• **Provided material**
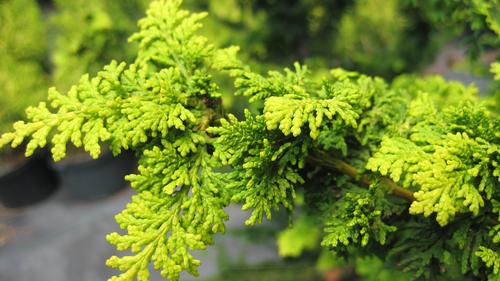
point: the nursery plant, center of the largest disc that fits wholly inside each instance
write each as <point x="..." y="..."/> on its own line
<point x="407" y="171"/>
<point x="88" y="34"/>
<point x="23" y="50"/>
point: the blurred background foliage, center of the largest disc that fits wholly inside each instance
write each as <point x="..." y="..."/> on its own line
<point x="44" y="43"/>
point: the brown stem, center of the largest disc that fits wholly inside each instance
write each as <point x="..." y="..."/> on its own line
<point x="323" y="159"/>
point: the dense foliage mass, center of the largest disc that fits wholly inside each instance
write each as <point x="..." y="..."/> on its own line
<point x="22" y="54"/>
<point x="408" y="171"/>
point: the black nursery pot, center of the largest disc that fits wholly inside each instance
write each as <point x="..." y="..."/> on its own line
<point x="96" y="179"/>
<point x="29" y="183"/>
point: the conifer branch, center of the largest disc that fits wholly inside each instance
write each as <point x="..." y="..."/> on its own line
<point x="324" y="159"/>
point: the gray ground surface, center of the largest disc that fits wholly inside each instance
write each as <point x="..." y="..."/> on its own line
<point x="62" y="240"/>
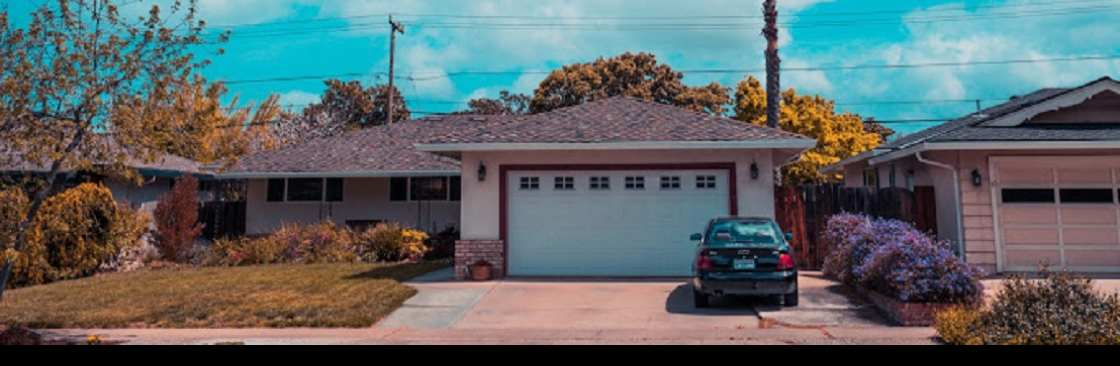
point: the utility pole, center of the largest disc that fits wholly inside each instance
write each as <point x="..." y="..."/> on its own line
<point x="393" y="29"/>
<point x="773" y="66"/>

* * *

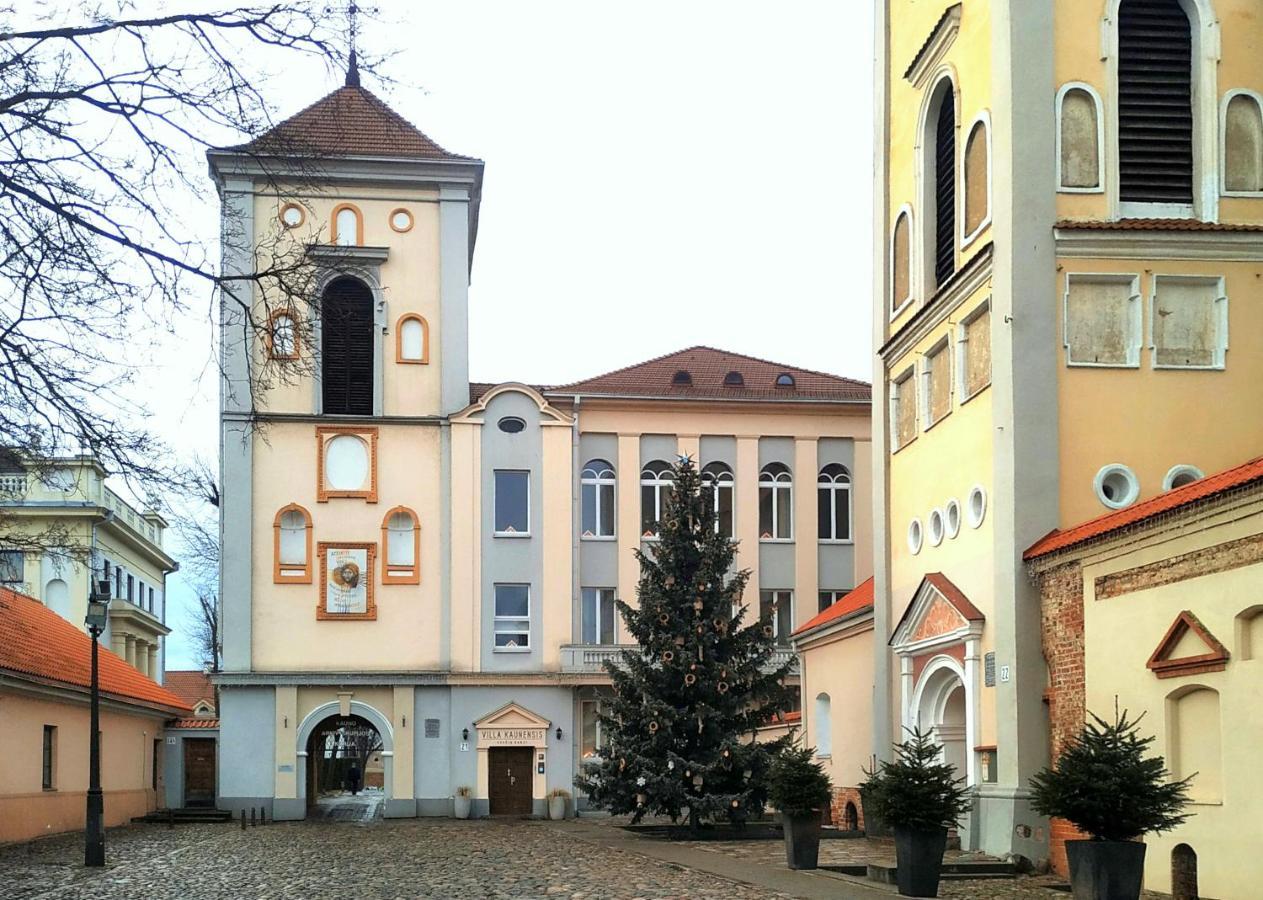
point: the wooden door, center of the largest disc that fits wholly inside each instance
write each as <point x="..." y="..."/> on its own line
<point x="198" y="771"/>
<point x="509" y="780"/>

• **Work to complete**
Total the lines in the records above that contain the string "nursery". Write only that total.

• **Solution to this problem**
2